- [DATA UNDER STUDY]:
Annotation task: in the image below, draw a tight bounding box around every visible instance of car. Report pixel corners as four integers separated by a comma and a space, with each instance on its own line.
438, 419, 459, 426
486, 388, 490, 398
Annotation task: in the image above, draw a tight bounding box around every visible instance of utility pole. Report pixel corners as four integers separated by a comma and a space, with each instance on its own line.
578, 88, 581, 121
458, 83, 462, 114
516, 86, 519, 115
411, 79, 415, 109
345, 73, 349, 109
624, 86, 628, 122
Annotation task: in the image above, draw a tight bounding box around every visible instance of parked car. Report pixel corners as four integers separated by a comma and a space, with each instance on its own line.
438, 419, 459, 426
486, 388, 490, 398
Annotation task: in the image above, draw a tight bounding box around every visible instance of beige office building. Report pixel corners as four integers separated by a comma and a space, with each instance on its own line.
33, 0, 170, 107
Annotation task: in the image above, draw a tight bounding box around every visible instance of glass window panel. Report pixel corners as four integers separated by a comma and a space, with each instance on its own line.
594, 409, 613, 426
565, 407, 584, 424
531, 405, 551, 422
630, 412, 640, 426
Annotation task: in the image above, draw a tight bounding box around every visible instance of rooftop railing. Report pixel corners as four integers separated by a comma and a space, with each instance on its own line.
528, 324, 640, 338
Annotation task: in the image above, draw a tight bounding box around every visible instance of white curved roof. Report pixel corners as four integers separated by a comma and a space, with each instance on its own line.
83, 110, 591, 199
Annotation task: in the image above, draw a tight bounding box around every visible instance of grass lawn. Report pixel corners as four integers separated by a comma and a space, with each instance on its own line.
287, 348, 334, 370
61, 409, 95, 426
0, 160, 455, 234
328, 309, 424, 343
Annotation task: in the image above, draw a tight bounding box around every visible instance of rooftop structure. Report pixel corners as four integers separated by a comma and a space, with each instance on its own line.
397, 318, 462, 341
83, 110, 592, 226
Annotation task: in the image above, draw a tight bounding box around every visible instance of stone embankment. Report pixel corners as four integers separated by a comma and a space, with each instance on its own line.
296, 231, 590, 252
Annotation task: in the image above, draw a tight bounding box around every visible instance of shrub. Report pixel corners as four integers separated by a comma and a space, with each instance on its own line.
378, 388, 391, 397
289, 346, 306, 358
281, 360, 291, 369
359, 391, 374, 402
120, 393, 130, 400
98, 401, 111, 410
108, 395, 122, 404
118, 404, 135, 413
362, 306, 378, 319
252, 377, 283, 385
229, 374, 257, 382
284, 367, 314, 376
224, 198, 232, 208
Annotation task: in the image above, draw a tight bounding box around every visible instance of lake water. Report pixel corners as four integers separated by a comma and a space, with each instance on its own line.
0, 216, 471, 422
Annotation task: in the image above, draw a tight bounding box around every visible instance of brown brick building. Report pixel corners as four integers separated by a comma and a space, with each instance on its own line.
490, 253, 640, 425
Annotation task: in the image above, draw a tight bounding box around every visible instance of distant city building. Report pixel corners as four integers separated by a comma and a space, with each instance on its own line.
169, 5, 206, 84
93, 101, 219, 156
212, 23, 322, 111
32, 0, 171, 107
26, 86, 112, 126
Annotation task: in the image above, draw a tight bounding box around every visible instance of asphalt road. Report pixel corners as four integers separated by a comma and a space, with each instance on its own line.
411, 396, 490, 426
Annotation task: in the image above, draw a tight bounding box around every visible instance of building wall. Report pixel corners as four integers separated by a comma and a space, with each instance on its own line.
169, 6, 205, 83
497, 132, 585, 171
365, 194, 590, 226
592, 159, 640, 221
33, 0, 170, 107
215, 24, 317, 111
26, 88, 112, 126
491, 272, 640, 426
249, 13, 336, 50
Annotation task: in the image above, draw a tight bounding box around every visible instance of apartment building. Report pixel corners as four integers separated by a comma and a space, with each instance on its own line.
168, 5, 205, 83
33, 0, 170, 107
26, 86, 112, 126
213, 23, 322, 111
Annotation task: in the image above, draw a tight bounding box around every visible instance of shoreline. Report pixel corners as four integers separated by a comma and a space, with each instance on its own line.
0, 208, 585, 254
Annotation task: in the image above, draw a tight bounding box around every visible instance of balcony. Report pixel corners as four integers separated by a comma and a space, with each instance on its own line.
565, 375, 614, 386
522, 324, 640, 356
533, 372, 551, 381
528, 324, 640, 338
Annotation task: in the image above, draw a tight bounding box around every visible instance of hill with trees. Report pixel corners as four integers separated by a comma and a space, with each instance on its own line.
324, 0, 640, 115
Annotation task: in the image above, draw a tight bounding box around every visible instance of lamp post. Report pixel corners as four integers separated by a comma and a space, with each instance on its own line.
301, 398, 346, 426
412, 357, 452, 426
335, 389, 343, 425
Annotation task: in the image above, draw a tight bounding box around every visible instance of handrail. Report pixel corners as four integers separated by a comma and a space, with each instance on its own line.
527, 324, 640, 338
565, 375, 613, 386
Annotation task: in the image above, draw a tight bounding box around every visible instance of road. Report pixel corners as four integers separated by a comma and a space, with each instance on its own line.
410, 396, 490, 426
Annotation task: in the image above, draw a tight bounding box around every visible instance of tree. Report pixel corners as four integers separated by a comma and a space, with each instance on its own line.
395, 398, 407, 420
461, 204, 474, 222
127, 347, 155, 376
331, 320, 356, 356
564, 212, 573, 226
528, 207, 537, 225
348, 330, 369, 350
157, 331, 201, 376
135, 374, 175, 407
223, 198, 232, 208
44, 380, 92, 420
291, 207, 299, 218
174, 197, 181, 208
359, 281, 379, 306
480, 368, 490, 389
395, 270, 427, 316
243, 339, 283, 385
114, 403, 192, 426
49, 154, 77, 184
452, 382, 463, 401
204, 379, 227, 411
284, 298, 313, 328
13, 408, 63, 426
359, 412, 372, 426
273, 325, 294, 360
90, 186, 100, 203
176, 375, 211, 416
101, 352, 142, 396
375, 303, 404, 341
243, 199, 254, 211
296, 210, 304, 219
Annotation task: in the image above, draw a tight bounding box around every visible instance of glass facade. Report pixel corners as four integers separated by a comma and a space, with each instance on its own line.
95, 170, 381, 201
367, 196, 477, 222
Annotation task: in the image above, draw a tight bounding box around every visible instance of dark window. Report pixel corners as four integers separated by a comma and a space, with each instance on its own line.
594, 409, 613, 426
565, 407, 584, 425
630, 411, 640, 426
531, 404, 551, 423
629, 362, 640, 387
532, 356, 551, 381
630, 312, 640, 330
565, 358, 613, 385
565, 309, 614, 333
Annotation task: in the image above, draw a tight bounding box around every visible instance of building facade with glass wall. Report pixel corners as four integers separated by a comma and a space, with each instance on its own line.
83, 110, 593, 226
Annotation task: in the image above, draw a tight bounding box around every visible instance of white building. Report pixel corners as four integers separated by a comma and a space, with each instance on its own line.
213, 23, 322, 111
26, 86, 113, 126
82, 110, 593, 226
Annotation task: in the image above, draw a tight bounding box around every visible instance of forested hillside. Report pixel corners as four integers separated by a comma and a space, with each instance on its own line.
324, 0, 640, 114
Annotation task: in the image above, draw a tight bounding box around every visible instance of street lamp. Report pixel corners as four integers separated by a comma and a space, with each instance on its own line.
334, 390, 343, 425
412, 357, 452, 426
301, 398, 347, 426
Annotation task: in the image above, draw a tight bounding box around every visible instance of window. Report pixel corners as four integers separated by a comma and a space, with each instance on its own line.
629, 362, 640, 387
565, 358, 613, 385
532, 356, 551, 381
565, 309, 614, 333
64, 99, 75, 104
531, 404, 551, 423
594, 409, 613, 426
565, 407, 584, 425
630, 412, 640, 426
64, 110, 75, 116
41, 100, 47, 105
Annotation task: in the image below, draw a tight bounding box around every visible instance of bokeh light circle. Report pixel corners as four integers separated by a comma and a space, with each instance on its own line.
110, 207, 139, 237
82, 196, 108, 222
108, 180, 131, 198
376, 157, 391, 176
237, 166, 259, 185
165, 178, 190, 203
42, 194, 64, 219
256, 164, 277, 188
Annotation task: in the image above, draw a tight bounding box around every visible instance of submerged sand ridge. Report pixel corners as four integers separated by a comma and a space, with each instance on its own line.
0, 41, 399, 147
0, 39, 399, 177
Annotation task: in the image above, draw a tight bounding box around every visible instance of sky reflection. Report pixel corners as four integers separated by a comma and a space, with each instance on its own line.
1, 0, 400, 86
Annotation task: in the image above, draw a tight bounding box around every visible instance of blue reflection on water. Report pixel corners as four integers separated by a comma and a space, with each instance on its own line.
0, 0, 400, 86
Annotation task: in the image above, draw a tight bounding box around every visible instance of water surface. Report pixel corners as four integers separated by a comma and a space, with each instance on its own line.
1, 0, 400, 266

- [REQUIRED ACTION]: The "instance of water" line through the last line above: set these down exactly and add nothing else.

- [RESULT FOR THIS EXERCISE]:
Annotation task: in the image above, draw a tight bounding box around every visible instance of water surface. Report pixel corners as four integers separated by a comma and a space, with each instance on its own line.
1, 0, 400, 266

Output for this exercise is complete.